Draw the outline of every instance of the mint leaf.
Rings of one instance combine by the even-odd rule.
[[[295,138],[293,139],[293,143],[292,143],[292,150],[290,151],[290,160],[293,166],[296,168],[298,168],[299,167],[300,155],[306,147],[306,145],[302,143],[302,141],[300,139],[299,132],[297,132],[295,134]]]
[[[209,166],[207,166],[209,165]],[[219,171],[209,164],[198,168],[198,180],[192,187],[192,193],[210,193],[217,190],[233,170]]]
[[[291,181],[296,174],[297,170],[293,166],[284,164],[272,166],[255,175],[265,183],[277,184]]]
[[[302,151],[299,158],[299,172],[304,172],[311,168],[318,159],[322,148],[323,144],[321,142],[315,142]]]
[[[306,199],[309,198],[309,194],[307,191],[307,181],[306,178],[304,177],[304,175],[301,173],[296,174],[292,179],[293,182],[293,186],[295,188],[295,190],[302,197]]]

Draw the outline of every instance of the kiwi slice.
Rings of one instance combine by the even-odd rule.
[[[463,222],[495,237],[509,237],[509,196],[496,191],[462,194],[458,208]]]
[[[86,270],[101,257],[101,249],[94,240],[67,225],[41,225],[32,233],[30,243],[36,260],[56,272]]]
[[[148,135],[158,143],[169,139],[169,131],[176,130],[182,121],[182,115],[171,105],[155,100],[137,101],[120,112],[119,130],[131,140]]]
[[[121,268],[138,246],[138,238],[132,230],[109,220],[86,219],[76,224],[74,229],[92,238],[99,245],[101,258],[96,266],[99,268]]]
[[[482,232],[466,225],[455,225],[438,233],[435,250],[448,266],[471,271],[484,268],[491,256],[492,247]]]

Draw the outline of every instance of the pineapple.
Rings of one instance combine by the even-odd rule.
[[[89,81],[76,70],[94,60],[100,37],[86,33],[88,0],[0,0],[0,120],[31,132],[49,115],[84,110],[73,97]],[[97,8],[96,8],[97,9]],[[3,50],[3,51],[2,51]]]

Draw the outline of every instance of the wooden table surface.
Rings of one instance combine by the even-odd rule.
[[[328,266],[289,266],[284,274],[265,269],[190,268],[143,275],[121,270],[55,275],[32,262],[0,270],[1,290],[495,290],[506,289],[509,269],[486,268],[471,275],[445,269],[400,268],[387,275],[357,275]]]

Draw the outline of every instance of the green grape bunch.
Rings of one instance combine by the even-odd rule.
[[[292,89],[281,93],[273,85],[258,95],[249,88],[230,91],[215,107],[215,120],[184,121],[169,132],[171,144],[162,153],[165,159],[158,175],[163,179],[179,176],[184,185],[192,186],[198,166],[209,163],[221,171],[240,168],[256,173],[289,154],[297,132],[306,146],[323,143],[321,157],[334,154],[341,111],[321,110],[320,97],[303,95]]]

==

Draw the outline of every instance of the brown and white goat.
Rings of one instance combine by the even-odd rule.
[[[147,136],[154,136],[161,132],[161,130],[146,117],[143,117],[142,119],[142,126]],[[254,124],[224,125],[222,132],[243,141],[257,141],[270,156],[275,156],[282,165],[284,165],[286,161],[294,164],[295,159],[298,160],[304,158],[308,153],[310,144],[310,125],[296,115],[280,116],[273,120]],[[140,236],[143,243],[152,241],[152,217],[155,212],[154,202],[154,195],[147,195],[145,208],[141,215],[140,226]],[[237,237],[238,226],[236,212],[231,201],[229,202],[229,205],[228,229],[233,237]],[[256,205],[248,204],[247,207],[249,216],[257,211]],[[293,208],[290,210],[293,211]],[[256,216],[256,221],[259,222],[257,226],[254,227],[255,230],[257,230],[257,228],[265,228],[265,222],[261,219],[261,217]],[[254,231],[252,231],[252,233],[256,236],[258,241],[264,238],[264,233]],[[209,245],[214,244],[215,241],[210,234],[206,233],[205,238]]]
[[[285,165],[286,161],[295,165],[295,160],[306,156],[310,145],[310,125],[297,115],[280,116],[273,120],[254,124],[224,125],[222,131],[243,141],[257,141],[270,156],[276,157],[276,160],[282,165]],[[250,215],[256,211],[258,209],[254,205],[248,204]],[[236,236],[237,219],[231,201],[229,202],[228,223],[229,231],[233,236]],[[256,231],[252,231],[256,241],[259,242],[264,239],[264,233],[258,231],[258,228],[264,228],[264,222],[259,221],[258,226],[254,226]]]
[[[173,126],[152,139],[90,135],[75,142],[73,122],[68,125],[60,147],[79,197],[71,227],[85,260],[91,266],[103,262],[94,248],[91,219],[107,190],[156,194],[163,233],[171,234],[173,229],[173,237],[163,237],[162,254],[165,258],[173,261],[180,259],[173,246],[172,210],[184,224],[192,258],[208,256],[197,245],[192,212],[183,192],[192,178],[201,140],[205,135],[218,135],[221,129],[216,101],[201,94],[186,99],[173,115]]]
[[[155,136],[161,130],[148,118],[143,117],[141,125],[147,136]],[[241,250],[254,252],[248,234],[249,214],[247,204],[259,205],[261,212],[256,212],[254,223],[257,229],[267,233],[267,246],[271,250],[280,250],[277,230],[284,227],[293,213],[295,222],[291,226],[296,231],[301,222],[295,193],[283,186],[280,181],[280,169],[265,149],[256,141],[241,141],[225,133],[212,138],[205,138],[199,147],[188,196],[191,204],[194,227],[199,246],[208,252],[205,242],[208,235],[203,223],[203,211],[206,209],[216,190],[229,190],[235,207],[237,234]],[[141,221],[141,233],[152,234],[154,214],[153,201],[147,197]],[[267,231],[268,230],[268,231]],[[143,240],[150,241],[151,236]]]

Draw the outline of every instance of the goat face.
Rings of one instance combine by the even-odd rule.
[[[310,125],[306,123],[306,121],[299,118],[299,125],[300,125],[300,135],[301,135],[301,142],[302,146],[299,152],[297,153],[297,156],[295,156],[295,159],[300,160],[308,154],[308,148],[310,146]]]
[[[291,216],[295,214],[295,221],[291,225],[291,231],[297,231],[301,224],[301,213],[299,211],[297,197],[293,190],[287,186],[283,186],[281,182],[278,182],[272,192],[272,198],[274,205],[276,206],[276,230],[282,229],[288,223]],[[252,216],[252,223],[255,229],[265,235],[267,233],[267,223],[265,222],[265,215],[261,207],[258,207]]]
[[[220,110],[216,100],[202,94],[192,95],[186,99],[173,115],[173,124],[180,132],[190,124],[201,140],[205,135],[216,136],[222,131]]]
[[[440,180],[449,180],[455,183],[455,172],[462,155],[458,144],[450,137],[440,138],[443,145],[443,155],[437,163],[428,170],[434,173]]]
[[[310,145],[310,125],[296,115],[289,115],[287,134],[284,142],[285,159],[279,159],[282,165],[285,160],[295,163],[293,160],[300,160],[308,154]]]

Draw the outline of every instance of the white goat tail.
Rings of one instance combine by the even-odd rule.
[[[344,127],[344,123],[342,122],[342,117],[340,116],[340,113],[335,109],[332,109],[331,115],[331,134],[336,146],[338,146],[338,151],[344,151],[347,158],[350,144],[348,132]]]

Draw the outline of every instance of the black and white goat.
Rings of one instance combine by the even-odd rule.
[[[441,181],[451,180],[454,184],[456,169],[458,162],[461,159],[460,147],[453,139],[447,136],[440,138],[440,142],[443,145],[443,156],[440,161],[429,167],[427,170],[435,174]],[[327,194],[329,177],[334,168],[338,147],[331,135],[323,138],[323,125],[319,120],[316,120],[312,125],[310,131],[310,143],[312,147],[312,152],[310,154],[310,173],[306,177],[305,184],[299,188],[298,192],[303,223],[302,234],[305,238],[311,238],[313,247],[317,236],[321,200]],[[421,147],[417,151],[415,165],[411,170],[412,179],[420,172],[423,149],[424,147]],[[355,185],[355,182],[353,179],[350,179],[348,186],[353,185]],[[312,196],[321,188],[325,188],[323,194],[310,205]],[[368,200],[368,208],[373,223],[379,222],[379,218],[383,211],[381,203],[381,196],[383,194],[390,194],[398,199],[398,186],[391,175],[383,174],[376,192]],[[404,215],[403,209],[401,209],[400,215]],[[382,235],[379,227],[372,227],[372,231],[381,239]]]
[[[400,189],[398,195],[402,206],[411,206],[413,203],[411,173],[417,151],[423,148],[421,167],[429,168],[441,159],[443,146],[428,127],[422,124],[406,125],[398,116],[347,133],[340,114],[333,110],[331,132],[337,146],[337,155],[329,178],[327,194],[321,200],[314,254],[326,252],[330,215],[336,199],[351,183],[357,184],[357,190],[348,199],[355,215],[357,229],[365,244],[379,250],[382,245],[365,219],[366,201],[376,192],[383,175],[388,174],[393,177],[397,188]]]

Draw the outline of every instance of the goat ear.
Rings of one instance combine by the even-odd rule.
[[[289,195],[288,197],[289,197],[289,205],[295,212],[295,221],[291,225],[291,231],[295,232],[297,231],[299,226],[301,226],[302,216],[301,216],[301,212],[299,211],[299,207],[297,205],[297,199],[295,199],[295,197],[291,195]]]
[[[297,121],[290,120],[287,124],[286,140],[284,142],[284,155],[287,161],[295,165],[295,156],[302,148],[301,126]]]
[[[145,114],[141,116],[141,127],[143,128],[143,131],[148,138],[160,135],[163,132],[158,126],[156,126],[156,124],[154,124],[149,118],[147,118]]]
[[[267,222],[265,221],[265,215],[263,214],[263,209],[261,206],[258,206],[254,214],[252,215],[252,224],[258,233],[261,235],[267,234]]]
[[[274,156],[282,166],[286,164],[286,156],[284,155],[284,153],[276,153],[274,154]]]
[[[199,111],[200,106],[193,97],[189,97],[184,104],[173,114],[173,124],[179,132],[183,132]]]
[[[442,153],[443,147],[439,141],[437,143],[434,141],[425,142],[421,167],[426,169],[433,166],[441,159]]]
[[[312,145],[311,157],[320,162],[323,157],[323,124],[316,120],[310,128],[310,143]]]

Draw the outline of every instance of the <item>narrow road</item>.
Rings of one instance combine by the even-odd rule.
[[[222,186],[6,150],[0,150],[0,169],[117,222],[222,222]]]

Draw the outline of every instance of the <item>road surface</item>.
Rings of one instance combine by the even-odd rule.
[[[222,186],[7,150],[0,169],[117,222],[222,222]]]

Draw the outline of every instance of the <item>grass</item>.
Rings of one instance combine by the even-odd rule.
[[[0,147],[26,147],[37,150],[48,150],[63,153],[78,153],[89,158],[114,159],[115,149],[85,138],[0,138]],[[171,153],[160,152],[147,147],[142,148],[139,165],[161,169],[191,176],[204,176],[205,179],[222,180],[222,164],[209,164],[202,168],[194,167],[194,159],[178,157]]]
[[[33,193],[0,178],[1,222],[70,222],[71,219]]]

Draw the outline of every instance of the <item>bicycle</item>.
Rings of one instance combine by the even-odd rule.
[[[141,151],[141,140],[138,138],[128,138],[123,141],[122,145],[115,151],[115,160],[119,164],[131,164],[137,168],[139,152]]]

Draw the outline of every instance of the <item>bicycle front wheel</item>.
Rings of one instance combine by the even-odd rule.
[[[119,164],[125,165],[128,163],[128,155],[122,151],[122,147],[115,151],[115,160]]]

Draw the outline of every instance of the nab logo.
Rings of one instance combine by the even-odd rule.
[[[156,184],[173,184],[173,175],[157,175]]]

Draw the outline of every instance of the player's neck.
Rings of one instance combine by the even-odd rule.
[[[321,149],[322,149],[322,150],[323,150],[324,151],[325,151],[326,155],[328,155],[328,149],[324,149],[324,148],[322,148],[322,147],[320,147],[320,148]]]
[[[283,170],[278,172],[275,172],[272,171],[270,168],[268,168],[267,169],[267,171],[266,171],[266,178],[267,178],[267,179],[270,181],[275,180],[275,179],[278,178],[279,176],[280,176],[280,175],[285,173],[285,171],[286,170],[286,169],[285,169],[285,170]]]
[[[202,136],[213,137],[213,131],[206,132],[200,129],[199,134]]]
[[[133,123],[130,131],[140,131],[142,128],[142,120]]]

*Requirements*:
Reproduce the following lines verbatim, beginning at the line that contains "Draw the outline of every instance of the player's" and stopping after the line that contains "[[[133,123],[130,131],[140,131],[142,128],[142,120]]]".

*Final result*:
Draw the outline of every instance of the player's neck.
Rings of one instance combine by the even-odd rule.
[[[321,149],[322,149],[322,150],[323,150],[324,151],[325,151],[326,155],[328,155],[328,149],[324,149],[324,148],[322,148],[322,147],[320,147],[320,148]]]
[[[283,170],[278,172],[275,172],[272,171],[270,168],[268,168],[267,169],[267,171],[266,171],[266,178],[267,178],[267,179],[270,181],[275,180],[275,179],[278,178],[279,176],[280,176],[280,175],[285,173],[285,171],[286,170],[286,169],[285,169],[285,170]]]
[[[202,136],[213,137],[213,131],[206,132],[200,129],[199,134]]]
[[[133,123],[130,131],[140,131],[142,128],[142,120]]]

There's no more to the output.